++++ Record set

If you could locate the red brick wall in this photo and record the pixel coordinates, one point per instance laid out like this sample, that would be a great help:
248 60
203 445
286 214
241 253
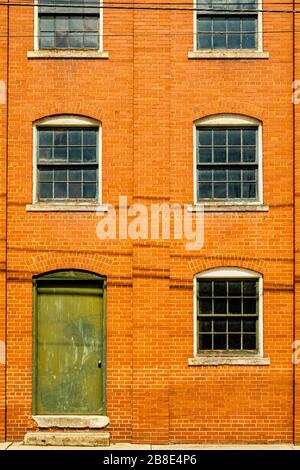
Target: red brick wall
147 95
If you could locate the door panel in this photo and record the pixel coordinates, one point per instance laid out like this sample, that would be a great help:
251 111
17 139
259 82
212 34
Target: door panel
69 320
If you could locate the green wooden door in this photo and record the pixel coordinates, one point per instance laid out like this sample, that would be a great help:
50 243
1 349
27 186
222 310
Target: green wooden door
68 347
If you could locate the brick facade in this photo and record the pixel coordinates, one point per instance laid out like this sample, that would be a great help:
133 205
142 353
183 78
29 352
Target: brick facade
147 95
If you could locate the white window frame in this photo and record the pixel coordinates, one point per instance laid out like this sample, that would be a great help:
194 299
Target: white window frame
227 120
259 32
65 121
231 273
37 32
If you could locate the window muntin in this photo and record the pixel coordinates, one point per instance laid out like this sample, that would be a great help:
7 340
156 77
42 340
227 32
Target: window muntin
67 163
68 27
227 163
227 25
227 314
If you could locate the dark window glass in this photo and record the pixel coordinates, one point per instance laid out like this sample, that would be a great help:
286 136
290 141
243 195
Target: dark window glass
67 163
65 25
227 314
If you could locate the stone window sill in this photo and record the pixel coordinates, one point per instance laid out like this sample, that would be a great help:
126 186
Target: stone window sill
71 421
228 207
229 361
55 207
67 54
228 54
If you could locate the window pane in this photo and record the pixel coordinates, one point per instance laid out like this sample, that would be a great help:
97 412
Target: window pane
90 137
60 190
234 175
45 137
249 326
234 154
75 175
75 137
249 154
220 288
205 154
234 137
249 288
249 341
205 137
249 190
249 306
205 342
205 190
205 306
60 175
89 154
45 153
220 342
74 190
234 341
219 137
249 137
89 175
46 175
206 325
205 175
234 190
60 137
89 190
204 41
219 154
60 153
220 306
219 190
220 325
75 154
46 190
234 325
205 288
234 306
235 288
47 40
220 175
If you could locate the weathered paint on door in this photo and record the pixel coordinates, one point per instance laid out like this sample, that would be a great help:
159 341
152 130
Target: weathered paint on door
68 347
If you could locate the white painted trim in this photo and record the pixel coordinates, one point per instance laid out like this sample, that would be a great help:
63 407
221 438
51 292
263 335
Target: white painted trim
228 54
62 121
228 120
231 273
36 29
259 32
71 421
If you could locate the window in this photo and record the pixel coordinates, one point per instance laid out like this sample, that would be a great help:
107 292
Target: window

++++++++

Work to be completed. All records should be output exactly, with the pictures left out.

Result of the task.
If you could locate the red brick wall in this photo and record the pixel coordinates, one point per instance laid out like this sample, that would be a great help:
248 60
203 445
286 214
241 253
Target: red brick wall
147 95
If you could locate the door panel in this photo and record the pixel coordinates, one point per instance laid out like this sample, that would be a great help:
251 111
17 139
259 82
212 34
Target: door panel
69 320
If you could locate the green wooden door in this photo and record the pixel coordinates, one point per instance laid out like this sample, that would be a great help:
50 243
1 349
27 186
222 310
Target: green wooden door
68 347
If you could locate the brick facade in this photo and record the pixel coordinates, one point per instance laid out like this sample, that would be a great help:
133 205
142 353
183 78
29 352
Target: brick facade
147 95
If you could locate the white window frame in this photo and record the pixel coordinates, one point per instance laid out like this sample, that would be a great help:
194 299
Target: white window frame
227 120
259 32
65 121
231 273
37 32
If you could locate the window muntin in this photo and record the pixel coordinates, one point per instance laid out like this sample, that would be a great help:
7 340
156 77
42 340
227 32
Target: window muntin
67 163
68 27
227 163
227 25
227 314
If you could locate the dark window glass in this photo and record the pixel coordinates, one point per instance laid out like this sample, that would be a great help:
286 136
290 141
243 195
Target: dark window glass
67 163
65 25
227 314
If you could locate the stone window sill in this photo and record the pixel coordinates, one point per instance laid out like this sample, that would be a great help:
126 186
Target: stone window sill
71 421
228 207
229 361
55 207
67 54
228 54
If you could locate the window pane in this photo and record the pixel coordinates, one point per instance laid out like this sample, that would be a great help:
97 412
Target: window pane
90 137
60 190
234 175
45 137
249 326
234 154
75 175
75 137
249 154
220 288
205 154
234 137
249 288
249 341
205 137
249 190
249 306
205 342
205 190
205 306
60 175
89 154
45 153
220 342
74 190
234 341
219 137
249 137
89 175
46 175
206 325
205 175
234 190
60 137
89 190
204 41
219 154
60 153
220 306
219 190
220 325
75 154
46 190
234 325
205 288
234 306
235 288
47 40
220 175
If you could locate the weathered paint on door in this photo and record the pixel coordinates, one point per instance laid out like this sample, that would be a great help:
159 341
152 130
Target: weathered paint on door
68 347
If you could locate the white painted trim in this photo and record the pixel coordinates, one point per instance laid out like this sample, that would be a great help:
63 407
221 438
51 292
263 335
Target: white painted trim
228 54
62 121
228 120
231 273
36 29
259 32
71 421
If you could locate the window in this photo and record the pixel coordinates, one point per instance laid out like this sample, that would be a great help:
107 292
Target: window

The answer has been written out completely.